►

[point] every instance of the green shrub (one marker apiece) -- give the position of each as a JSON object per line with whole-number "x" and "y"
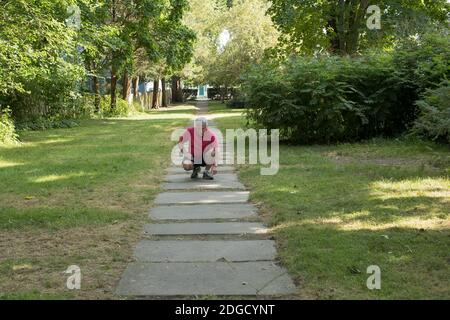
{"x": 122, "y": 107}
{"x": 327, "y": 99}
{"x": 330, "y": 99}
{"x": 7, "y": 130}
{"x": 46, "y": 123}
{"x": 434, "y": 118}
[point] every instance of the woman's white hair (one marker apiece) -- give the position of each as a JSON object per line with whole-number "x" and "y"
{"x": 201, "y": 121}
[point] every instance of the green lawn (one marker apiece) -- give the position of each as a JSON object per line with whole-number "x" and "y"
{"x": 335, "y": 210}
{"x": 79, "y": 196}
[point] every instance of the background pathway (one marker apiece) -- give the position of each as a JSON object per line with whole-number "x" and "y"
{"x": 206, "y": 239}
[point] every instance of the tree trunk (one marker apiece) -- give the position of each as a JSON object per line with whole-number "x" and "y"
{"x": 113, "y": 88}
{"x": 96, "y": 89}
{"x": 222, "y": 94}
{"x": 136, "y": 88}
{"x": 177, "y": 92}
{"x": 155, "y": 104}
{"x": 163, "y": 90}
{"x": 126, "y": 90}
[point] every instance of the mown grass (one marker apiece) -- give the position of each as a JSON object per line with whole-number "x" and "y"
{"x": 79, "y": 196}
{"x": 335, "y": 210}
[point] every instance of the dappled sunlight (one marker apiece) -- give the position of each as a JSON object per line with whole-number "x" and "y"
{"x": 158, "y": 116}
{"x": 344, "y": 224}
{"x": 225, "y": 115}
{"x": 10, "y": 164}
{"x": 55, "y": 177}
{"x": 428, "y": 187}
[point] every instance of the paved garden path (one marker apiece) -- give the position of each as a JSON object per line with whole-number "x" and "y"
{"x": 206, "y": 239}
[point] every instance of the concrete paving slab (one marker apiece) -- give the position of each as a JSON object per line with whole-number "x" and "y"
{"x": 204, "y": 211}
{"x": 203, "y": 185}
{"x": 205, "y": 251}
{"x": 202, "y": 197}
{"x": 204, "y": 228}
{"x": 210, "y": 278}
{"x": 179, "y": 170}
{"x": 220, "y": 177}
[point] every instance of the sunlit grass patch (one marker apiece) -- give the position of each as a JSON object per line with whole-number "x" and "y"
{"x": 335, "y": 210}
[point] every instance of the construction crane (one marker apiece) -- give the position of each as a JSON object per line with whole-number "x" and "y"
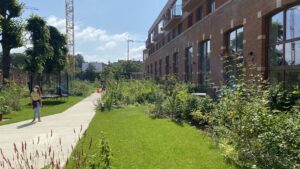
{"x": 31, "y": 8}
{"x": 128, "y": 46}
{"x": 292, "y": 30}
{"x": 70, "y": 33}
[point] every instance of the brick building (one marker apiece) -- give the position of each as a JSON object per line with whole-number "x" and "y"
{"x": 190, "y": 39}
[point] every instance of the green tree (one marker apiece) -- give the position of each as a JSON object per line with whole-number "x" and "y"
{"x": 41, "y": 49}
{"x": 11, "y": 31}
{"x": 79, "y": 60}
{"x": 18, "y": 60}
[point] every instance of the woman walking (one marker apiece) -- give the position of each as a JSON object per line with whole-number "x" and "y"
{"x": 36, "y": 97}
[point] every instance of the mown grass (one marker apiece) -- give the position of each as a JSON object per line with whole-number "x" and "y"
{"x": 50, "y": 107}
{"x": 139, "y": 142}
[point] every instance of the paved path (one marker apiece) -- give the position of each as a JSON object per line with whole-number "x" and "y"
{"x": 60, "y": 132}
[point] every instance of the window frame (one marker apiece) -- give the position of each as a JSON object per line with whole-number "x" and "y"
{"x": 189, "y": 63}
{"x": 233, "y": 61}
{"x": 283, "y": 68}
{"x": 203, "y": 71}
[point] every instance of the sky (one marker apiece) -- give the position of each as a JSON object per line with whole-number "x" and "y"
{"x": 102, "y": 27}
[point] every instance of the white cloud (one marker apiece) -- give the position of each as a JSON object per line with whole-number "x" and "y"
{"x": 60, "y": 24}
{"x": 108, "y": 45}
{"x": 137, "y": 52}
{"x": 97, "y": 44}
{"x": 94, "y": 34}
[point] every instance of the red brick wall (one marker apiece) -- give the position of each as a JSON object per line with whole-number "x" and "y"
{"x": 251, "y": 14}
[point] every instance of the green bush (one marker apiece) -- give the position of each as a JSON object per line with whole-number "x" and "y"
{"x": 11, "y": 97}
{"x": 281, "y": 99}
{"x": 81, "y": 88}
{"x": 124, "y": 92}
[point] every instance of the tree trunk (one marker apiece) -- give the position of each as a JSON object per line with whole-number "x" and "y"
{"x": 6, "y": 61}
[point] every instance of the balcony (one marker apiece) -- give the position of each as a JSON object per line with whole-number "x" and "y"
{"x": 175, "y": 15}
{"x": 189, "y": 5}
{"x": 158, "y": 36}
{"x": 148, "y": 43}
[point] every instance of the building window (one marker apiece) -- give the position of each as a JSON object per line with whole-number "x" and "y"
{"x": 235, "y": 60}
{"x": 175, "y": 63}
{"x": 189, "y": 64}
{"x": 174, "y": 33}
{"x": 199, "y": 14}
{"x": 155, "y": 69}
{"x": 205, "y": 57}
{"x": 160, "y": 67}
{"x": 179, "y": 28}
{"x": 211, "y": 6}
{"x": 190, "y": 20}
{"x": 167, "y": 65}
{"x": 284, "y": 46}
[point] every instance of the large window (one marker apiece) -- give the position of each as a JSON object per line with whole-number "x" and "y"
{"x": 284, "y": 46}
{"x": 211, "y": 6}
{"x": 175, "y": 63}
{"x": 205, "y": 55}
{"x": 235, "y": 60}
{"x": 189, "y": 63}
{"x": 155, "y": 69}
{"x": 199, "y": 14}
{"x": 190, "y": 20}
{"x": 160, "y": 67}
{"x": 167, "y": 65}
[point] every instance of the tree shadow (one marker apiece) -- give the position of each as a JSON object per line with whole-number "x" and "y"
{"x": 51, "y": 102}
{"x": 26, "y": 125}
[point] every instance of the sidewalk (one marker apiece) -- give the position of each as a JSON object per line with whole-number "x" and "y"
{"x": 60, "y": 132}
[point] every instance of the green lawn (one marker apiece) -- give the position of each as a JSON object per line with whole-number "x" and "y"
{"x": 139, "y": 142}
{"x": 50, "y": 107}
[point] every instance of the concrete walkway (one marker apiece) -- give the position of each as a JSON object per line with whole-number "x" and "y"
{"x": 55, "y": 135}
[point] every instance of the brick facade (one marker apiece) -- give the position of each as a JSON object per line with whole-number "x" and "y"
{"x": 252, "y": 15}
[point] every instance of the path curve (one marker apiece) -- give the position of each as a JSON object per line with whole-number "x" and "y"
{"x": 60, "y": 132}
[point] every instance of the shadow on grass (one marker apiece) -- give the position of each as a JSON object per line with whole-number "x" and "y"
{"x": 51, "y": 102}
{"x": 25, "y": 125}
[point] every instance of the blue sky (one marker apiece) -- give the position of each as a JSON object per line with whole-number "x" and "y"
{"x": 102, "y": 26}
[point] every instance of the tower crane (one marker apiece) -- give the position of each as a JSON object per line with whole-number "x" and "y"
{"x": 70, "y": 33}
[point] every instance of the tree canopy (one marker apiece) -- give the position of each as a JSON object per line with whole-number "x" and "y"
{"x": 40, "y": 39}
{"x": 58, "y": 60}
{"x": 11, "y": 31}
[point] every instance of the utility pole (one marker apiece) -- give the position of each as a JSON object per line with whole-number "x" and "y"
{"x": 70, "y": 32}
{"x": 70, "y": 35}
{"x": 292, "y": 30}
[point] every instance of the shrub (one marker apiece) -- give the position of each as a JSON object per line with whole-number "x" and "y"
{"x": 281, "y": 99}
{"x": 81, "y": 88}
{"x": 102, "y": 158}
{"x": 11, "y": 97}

◄
►

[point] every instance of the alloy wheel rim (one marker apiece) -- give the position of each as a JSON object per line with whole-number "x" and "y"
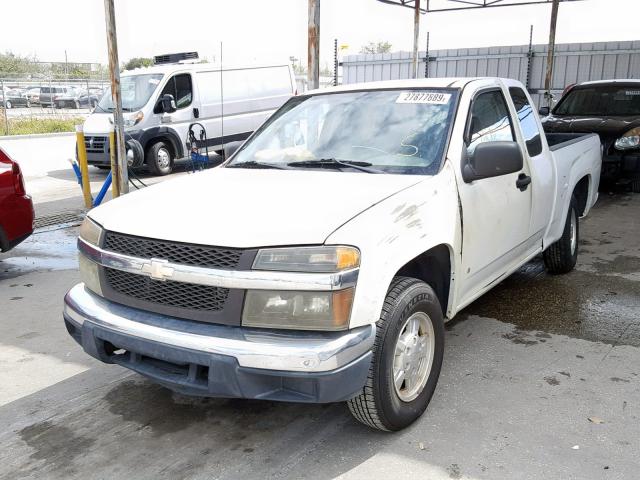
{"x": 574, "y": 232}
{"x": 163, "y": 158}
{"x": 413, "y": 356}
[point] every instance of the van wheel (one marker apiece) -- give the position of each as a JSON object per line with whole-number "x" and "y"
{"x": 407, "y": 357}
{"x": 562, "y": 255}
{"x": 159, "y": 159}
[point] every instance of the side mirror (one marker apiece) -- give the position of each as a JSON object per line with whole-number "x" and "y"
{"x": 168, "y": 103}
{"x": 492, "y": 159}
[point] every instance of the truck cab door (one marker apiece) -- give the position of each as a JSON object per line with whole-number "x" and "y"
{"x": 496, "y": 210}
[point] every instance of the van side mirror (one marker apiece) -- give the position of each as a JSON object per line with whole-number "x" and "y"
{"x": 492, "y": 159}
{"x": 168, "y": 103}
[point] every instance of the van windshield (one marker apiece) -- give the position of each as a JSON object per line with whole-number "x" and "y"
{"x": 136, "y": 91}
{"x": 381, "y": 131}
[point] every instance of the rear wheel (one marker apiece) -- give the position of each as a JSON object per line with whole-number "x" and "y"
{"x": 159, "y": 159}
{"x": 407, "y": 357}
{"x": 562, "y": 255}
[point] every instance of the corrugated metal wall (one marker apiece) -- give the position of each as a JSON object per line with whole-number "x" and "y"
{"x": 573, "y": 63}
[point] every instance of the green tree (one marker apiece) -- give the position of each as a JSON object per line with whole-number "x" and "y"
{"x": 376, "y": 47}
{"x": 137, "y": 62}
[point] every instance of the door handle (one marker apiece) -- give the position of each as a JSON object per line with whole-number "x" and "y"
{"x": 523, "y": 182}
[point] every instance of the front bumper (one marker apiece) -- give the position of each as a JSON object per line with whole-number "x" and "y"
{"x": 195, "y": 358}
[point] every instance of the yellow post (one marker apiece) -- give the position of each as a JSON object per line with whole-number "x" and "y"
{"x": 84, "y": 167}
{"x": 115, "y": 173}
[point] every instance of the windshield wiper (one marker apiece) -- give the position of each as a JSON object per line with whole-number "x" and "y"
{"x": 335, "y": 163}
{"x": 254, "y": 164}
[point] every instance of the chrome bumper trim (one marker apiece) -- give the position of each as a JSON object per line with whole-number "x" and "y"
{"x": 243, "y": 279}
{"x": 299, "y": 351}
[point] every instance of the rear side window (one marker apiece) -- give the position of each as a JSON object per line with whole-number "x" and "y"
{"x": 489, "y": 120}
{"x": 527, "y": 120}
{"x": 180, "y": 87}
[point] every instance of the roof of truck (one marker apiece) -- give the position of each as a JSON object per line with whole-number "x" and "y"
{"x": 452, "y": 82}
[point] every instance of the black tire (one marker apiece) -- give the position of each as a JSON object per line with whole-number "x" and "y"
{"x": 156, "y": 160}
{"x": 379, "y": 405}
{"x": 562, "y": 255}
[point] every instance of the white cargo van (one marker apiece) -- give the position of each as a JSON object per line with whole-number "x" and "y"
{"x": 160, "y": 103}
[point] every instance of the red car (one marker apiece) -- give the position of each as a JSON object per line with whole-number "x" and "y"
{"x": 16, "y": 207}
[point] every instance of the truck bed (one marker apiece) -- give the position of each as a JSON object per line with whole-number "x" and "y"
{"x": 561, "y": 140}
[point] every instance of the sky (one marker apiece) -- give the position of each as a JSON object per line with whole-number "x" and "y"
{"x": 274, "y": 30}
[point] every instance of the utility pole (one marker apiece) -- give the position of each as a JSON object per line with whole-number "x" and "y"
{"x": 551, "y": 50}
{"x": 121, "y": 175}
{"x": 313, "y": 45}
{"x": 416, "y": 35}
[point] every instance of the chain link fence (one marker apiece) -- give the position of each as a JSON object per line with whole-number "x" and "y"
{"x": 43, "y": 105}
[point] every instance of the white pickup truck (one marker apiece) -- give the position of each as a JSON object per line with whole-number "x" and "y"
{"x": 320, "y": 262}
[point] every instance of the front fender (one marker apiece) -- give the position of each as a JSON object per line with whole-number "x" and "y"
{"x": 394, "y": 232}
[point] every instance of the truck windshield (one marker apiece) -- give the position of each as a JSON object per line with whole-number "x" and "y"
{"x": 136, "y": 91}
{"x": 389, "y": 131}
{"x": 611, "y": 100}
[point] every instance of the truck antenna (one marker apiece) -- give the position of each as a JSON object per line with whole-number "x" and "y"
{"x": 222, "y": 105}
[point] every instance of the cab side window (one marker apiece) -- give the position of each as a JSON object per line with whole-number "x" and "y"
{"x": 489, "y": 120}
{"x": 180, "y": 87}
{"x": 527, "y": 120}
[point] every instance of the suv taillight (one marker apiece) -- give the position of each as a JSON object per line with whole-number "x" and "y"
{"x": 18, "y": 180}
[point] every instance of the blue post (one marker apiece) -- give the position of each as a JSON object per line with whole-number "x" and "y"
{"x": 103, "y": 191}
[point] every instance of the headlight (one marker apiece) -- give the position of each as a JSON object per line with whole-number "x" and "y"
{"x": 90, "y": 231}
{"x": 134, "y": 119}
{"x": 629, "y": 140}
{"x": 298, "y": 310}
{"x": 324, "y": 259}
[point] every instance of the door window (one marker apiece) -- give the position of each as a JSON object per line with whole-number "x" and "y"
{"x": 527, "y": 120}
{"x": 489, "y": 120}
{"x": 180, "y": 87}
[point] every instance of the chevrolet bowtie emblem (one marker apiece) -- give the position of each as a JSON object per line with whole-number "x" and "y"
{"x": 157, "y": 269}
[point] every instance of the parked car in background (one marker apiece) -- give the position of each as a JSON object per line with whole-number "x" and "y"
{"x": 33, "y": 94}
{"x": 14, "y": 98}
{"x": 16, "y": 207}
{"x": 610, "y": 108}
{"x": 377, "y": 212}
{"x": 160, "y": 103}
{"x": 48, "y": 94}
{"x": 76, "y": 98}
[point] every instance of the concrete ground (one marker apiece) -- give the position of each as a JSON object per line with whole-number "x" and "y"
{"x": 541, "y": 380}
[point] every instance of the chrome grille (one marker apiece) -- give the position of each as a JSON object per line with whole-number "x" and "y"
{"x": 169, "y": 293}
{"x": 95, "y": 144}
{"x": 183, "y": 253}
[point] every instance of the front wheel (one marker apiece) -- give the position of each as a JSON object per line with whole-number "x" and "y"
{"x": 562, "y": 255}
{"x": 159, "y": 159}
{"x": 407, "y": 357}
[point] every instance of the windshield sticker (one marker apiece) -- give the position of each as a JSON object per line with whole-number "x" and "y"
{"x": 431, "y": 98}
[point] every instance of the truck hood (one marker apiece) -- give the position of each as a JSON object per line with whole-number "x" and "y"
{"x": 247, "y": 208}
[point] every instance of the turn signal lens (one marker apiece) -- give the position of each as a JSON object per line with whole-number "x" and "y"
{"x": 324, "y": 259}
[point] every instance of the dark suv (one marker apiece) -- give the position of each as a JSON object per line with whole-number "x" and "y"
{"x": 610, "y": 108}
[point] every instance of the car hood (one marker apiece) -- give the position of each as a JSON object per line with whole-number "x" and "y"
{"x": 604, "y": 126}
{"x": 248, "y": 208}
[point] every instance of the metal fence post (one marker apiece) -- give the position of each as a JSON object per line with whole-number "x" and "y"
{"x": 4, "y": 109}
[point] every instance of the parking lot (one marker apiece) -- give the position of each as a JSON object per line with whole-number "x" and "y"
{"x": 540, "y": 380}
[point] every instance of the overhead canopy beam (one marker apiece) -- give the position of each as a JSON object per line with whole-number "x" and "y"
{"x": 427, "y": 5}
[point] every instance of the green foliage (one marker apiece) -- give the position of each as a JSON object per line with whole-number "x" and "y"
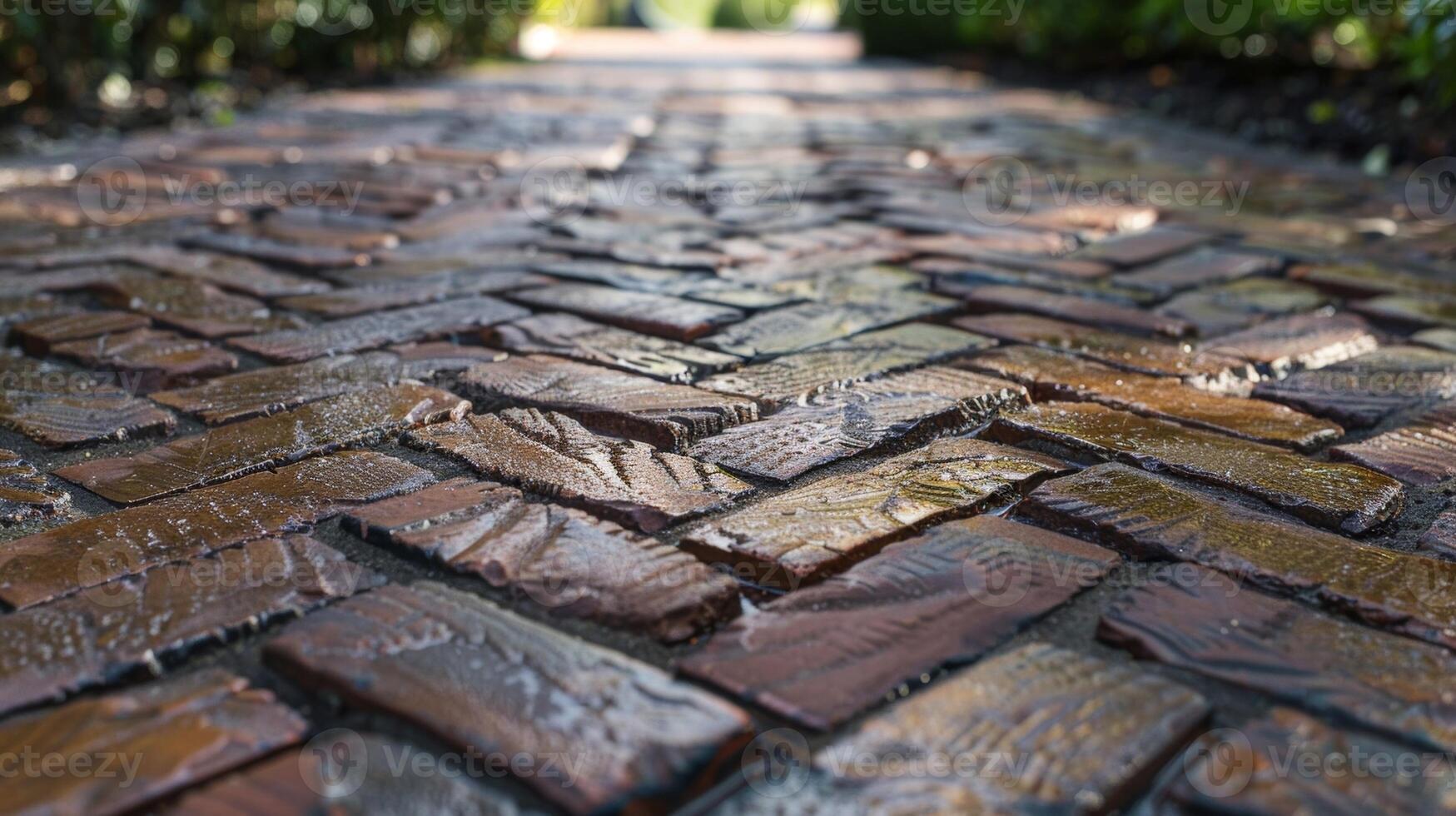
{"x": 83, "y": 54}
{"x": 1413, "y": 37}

◄

▶ What you need to do
State only the number of lines in the records above in which the word "paved" appears.

▶ Answer for this exercise
2